## What you need to do
Swap "instance" for "object" throughout the data below, changing nothing else, and write the data out again. Leave out the pictures.
═══ Record excerpts
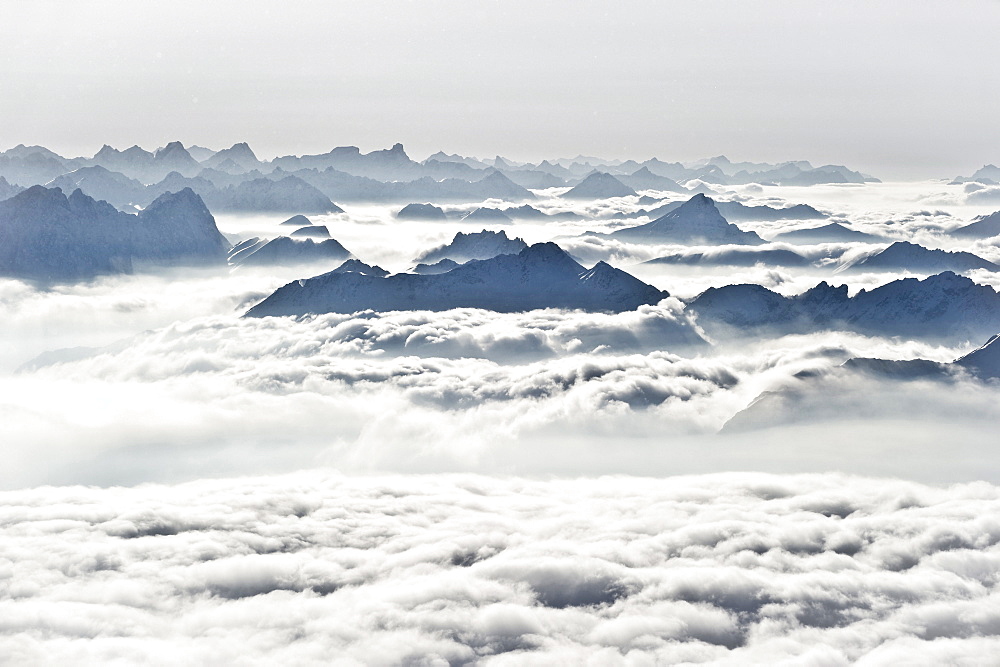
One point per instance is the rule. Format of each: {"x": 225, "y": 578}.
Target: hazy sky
{"x": 898, "y": 89}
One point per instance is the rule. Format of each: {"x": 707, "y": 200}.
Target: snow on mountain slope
{"x": 944, "y": 307}
{"x": 905, "y": 256}
{"x": 47, "y": 236}
{"x": 599, "y": 185}
{"x": 540, "y": 276}
{"x": 476, "y": 245}
{"x": 696, "y": 221}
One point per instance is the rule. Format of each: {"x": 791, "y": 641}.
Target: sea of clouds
{"x": 320, "y": 568}
{"x": 433, "y": 487}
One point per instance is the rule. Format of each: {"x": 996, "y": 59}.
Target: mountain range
{"x": 696, "y": 221}
{"x": 45, "y": 235}
{"x": 540, "y": 276}
{"x": 945, "y": 307}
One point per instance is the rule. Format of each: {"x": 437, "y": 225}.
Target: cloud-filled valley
{"x": 526, "y": 454}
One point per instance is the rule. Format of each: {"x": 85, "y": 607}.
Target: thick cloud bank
{"x": 318, "y": 568}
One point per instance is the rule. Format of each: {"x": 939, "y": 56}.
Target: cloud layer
{"x": 317, "y": 567}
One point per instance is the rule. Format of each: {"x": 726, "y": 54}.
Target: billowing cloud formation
{"x": 316, "y": 567}
{"x": 466, "y": 390}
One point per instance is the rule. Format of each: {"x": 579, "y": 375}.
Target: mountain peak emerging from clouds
{"x": 540, "y": 276}
{"x": 696, "y": 221}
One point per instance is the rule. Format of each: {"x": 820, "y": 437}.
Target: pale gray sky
{"x": 898, "y": 89}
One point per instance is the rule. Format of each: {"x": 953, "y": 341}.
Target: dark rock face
{"x": 540, "y": 276}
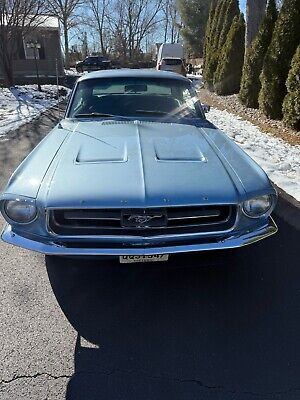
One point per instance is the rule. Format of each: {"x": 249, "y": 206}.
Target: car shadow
{"x": 181, "y": 329}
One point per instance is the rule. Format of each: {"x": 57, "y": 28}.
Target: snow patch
══════
## The result
One point per object is the rule. Format of each: {"x": 225, "y": 578}.
Target: hazy sky
{"x": 898, "y": 89}
One point per object is the rule. Format of each: {"x": 707, "y": 200}.
Target: snow on mountain slope
{"x": 944, "y": 307}
{"x": 905, "y": 256}
{"x": 47, "y": 236}
{"x": 599, "y": 185}
{"x": 540, "y": 276}
{"x": 476, "y": 245}
{"x": 696, "y": 221}
One point per object is the rule. Format of each: {"x": 791, "y": 641}.
Target: sea of clouds
{"x": 320, "y": 568}
{"x": 433, "y": 487}
One point per object is the rule. Format of each: {"x": 996, "y": 59}.
Target: mountain range
{"x": 696, "y": 221}
{"x": 45, "y": 235}
{"x": 540, "y": 276}
{"x": 945, "y": 307}
One point per object is the rule. Format of each: {"x": 437, "y": 225}.
Target: cloud-filled valley
{"x": 526, "y": 454}
One point per object is the rule. Format of each: {"x": 85, "y": 607}.
Target: thick cloud bank
{"x": 318, "y": 568}
One point per object is the rule. Format of each: {"x": 939, "y": 56}.
Target: cloud layer
{"x": 317, "y": 567}
One point per object is the rule. Format of each: {"x": 726, "y": 54}.
Target: billowing cloud formation
{"x": 316, "y": 567}
{"x": 466, "y": 390}
One point per object is the rule. Format of each: {"x": 579, "y": 375}.
Target: mountain peak emerging from clouds
{"x": 540, "y": 276}
{"x": 696, "y": 221}
One point per object is the rule. Format of each: {"x": 820, "y": 437}.
Target: pale gray sky
{"x": 898, "y": 89}
One point per object is the rule. Format of each: {"x": 953, "y": 341}.
Target: dark rock face
{"x": 540, "y": 276}
One point per object is the rule. Format of each: {"x": 249, "y": 206}.
Target: car shadow
{"x": 181, "y": 329}
One point per object is the rule. Format of each: {"x": 57, "y": 28}.
Target: snow patch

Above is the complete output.